I was doing some research on cross-species hybrids for a short story when I came across this article about human mini brains growing inside rat bodies.
Scientists at Yale University have used stem cells to grow mini versions of human brain tissue in lab animals. These mini brains, known as organoids, even connected to the circulatory and nervous systems of the rats involved in the experiment. They also transferred blood and nerve signals between the host rat and the implanted human brain cells – an unprecedented achievement.
So the big question is: are these organoids conscious in the way humans are conscious? Are they capable of thought and speech?
At this stage, it appears the answer is no. The whole human brain has not been grown within a rat – just two kinds of brain tissue.
But what if…
What if the fusion of your brain cells into the rat’s system became integrated enough to awaken a human-like consciousness? Would the rat still be a rat with a human brain? Or would it be a human with a rat’s body?
What if you integrated only certain functions of the human brain? What if you had a big personality without intelligence? What if you had intelligence without emotions?
Then what if you could translate this to other species? What if you could grow your human brain cells into a functioning, conscious organism within, say, a black mamba? Or a Jaws-style shark? Or the aggressive saltwater crocodile? Can you imagine them with the human brain abilities of thinking and organising combined with the human tendency towards annihilating whatever threatens their existence (or even their comfort)?

Supplied entries —

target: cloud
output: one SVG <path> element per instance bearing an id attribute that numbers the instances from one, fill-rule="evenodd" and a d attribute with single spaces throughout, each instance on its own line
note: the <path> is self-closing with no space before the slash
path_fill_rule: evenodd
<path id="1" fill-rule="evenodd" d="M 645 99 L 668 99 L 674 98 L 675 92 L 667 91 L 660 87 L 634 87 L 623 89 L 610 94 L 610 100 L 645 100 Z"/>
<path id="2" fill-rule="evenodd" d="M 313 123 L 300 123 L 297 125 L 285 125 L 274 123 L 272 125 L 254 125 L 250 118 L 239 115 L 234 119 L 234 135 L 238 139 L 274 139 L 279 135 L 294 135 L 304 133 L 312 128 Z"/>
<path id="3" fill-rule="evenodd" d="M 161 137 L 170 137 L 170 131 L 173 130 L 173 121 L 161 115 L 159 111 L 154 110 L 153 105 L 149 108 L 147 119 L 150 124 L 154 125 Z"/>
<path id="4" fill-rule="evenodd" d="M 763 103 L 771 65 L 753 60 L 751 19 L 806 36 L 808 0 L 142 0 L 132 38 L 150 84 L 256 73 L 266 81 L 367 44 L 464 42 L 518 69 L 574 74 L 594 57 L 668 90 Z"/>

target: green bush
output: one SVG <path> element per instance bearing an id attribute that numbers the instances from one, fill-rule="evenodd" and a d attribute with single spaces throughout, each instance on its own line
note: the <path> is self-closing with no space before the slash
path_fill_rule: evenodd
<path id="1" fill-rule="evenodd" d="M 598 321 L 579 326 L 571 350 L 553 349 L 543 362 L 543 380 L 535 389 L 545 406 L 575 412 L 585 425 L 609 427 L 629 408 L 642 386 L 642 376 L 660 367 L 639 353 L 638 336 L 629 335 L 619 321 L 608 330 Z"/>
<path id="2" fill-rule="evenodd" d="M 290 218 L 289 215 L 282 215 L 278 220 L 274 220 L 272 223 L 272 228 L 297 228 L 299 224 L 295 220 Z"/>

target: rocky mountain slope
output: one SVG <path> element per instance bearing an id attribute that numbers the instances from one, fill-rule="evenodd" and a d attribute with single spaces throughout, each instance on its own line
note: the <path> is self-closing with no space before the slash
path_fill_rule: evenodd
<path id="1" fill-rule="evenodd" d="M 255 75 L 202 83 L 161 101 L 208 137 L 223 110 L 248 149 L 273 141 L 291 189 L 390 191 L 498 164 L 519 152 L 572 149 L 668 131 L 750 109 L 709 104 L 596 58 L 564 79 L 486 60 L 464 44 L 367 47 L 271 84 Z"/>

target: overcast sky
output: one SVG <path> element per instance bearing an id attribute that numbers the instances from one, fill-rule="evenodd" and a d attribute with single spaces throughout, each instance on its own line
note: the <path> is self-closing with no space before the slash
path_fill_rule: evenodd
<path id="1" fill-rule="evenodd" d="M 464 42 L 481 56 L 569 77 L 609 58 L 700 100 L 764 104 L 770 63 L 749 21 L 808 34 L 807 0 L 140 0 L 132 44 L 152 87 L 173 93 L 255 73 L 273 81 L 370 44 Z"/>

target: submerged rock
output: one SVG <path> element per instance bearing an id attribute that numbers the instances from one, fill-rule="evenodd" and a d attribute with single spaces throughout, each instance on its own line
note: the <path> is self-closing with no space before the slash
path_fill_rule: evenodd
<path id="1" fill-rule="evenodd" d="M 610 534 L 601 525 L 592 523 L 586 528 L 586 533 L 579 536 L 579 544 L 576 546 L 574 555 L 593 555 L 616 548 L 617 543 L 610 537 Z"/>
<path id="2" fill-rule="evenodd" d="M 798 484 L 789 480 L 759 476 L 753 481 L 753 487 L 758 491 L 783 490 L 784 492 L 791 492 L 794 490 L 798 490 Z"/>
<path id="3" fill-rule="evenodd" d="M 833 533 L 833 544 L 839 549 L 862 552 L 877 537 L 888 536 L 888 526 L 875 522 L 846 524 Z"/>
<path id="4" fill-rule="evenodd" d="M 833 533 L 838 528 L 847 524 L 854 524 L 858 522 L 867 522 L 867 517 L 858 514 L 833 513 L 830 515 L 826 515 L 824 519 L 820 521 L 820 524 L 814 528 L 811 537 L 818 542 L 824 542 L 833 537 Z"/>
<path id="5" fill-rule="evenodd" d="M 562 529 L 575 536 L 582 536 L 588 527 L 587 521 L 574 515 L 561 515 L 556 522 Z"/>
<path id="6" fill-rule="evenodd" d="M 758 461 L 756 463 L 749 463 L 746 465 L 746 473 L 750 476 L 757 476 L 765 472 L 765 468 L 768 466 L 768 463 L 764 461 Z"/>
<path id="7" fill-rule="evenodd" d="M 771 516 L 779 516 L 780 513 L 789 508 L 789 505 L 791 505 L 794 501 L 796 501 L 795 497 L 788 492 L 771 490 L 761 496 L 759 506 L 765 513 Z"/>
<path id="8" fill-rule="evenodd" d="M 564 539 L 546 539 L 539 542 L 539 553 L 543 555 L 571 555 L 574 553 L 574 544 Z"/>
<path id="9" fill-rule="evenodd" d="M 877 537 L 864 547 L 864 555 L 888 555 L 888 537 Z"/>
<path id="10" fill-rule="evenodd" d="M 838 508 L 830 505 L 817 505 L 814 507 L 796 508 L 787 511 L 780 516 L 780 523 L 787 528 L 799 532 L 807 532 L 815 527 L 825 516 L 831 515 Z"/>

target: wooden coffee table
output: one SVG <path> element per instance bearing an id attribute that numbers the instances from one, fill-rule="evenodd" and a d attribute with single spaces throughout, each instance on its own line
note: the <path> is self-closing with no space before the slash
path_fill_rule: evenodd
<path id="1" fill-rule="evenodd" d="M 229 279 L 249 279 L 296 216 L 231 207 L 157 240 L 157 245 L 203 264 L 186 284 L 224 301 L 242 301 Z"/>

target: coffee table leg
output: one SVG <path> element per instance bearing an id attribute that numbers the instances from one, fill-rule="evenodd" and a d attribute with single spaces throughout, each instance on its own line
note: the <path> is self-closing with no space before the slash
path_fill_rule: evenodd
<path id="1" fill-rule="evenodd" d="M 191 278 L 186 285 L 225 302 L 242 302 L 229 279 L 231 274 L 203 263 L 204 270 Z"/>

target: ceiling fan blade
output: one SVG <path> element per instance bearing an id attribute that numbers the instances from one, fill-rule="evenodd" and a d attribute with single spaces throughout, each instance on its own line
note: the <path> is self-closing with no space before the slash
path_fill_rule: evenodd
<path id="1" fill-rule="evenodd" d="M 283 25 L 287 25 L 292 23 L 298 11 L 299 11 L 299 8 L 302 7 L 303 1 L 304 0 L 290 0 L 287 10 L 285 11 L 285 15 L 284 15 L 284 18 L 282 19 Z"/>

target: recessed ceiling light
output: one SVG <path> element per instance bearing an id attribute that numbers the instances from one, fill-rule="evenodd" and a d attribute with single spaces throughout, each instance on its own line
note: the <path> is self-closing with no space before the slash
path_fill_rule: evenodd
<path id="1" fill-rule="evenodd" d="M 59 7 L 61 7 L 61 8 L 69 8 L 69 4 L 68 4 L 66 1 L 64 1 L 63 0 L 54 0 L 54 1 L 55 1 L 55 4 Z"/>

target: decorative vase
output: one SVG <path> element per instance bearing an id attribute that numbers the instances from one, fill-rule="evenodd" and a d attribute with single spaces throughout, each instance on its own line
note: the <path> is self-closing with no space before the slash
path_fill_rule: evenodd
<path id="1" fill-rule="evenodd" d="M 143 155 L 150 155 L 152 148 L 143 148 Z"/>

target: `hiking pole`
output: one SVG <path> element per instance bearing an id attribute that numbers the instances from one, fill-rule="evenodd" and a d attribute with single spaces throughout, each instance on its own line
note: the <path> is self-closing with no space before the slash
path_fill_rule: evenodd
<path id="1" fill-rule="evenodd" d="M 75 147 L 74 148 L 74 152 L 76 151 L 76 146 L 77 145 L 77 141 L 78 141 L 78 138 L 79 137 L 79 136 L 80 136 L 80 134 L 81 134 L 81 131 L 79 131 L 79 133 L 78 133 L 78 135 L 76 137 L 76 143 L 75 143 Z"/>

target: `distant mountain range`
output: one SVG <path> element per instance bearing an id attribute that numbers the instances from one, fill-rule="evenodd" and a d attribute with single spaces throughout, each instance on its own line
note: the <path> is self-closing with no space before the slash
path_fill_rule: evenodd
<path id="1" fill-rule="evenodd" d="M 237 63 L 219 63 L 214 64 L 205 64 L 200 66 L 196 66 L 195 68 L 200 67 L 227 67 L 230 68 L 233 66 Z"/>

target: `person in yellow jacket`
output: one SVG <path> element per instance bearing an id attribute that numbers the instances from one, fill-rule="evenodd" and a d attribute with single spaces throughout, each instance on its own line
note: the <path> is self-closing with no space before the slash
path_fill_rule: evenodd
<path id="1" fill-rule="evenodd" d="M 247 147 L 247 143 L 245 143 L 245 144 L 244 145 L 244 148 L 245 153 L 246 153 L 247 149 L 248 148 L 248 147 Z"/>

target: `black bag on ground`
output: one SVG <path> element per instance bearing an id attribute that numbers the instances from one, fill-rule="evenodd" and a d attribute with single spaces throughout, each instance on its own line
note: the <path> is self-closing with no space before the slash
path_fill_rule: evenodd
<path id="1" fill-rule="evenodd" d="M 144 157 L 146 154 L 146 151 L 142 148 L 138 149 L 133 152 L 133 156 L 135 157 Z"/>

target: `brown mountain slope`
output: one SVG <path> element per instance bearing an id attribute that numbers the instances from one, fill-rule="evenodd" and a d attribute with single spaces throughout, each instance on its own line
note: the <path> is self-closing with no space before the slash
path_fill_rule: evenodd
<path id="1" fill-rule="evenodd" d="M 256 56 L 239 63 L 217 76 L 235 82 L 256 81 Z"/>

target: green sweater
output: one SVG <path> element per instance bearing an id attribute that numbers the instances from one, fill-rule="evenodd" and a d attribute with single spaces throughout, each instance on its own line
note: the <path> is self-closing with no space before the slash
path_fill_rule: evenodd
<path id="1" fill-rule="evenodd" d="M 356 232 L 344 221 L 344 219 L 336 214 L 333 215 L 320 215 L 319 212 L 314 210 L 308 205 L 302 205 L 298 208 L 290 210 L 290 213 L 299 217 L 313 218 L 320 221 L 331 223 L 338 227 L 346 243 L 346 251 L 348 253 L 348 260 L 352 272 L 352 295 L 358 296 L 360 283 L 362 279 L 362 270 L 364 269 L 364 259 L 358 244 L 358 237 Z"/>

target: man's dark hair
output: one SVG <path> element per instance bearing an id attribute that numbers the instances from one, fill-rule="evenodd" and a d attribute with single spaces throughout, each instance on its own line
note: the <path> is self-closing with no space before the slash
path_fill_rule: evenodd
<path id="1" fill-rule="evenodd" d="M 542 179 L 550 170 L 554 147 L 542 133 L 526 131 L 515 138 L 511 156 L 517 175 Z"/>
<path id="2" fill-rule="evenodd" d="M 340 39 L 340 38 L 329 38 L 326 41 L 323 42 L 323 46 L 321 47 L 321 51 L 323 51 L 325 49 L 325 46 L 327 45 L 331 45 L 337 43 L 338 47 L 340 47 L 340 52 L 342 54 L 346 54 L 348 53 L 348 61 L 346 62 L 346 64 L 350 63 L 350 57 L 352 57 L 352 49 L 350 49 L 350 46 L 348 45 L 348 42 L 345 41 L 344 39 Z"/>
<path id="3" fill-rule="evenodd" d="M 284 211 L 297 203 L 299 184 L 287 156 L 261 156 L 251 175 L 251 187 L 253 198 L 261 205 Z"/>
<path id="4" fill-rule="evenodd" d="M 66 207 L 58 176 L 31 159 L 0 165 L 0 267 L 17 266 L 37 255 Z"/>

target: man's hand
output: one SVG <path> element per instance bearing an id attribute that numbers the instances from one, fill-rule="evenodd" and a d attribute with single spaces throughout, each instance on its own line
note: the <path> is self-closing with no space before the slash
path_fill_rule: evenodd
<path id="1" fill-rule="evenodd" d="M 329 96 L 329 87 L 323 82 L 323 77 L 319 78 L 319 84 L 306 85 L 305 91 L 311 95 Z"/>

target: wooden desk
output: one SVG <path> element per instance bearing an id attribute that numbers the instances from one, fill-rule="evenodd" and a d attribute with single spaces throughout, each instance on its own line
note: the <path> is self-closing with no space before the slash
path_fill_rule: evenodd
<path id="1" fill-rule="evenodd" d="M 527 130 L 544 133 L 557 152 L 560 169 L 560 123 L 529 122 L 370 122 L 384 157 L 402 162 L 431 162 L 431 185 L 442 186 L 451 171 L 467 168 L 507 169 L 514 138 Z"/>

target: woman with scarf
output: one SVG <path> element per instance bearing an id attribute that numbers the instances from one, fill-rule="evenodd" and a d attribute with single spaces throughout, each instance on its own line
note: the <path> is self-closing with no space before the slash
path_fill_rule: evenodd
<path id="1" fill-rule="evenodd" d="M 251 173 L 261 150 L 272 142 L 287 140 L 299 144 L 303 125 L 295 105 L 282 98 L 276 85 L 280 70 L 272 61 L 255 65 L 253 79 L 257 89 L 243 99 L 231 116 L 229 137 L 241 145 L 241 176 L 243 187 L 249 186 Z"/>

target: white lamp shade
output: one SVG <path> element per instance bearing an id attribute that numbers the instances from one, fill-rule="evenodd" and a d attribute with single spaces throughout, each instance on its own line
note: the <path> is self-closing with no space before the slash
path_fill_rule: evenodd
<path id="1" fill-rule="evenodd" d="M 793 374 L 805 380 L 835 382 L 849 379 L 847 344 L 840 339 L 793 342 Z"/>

Exercises to complete —
• 1. Duplicate the part of the post about human mini brains grown in rats, starting at "Scientists at Yale" and ending at "of brain tissue.".
• 2. Write the next part of the post about human mini brains grown in rats, picking up after its final sentence.

Activity answers —
• 1.
Scientists at Yale University have used stem cells to grow mini versions of human brain tissue in lab animals. These mini brains, known as organoids, even connected to the circulatory and nervous systems of the rats involved in the experiment. They also transferred blood and nerve signals between the host rat and the implanted human brain cells – an unprecedented achievement.
So the big question is: are these organoids conscious in the way humans are conscious? Are they capable of thought and speech?
At this stage, it appears the answer is no. The whole human brain has not been grown within a rat – just two kinds of brain tissue.

• 2.
Or what if you could grow a loving female black widow spider by stimulating human brain responses towards preserving our mates rather than eating them?
Or what if you could make mosquitoes care for other species by engaging the part of the human brain responsible for empathy… the way some humans love animals? What could that do to reduce sickness and deaths from malaria – one of the biggest killers of humans in history?
What if you could give chimpanzees or gorillas the functions to carry out what’s usually considered to be menial tasks? Imagine sitting down at your favourite restaurant and being served by Cory the chimpanzee who can take your order via iPad, bring out your meal – and be trusted not to eat it himself.
Or what if you didn’t need an actual human to direct a team of horses in harness because they have the human ability to work as a team to complete a job? Or would such scenarios backfire on us and simply result in a human-brain led revolt of primates and beasts of burden against actual human dominance?
Of course, scientists are a long way from the reality of any such scenarios. But it raises interesting questions of what it means to be human and what would be the rights accorded to a creature with a human-like consciousness.